-- BEGIN RECORDS FOR PROCESSING --
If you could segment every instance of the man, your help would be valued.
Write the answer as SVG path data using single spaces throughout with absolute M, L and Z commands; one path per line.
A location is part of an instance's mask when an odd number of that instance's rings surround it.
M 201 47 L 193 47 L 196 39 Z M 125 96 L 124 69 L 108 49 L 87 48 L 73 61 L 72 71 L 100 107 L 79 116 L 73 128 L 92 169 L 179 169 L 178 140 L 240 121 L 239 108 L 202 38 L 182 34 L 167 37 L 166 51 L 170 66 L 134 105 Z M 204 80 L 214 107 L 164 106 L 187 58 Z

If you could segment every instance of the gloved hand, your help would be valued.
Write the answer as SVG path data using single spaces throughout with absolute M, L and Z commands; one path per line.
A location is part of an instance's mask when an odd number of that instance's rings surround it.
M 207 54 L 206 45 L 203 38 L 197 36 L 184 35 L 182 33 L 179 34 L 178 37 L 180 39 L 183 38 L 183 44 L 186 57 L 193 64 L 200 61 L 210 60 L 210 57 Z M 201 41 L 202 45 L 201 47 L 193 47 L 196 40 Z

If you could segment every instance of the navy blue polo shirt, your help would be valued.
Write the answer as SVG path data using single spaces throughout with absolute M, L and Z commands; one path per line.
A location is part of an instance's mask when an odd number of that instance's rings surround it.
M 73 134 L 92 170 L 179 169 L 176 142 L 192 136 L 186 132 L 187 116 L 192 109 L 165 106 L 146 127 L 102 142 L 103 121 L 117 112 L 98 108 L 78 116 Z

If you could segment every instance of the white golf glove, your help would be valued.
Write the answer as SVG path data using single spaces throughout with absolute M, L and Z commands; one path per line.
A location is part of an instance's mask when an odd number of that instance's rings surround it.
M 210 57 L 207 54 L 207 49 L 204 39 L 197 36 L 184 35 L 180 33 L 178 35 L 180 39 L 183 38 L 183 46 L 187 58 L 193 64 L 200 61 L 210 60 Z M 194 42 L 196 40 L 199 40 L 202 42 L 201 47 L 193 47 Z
-- END RECORDS FOR PROCESSING --
* [BRIEF] Repeat word for word every line from the one that holds "If you could segment every instance of the gloved" to the end. Both ends count.

* [PROBLEM SOLUTION]
If you could segment every instance of the gloved hand, your help would be valued.
Write the answer as SVG path data using single spaces throughout with absolute M, L and Z commands; one path per line.
A location is part of an instance's mask when an odd number of that instance's rings surround it.
M 207 54 L 206 45 L 203 38 L 197 36 L 184 35 L 182 33 L 179 34 L 178 37 L 180 39 L 183 38 L 183 44 L 186 57 L 193 64 L 200 61 L 210 60 L 210 57 Z M 201 41 L 202 45 L 201 47 L 193 47 L 196 40 Z

If you could segment every instance of the navy blue polo shirt, your help would be valued.
Write the answer as SVG path data using single spaces throughout with absolute M, L and Z commands; one path per line.
A location is part of an instance's mask when an odd number of that instance's rings surround it.
M 73 134 L 92 170 L 179 169 L 176 142 L 192 136 L 186 132 L 187 116 L 192 109 L 165 106 L 146 127 L 102 142 L 103 121 L 117 112 L 98 108 L 78 116 Z

If you could segment every instance of the white golf glove, your help would be valued.
Write the answer as SVG path data using single spaces throughout with absolute M, L and Z commands; one path per line.
A location is part of an instance's mask when an odd number of that instance's rings surround it.
M 210 57 L 207 54 L 207 49 L 204 39 L 197 36 L 184 35 L 180 33 L 178 35 L 180 39 L 183 38 L 183 46 L 187 58 L 193 64 L 200 61 L 210 60 Z M 194 42 L 196 40 L 199 40 L 202 42 L 201 47 L 193 47 Z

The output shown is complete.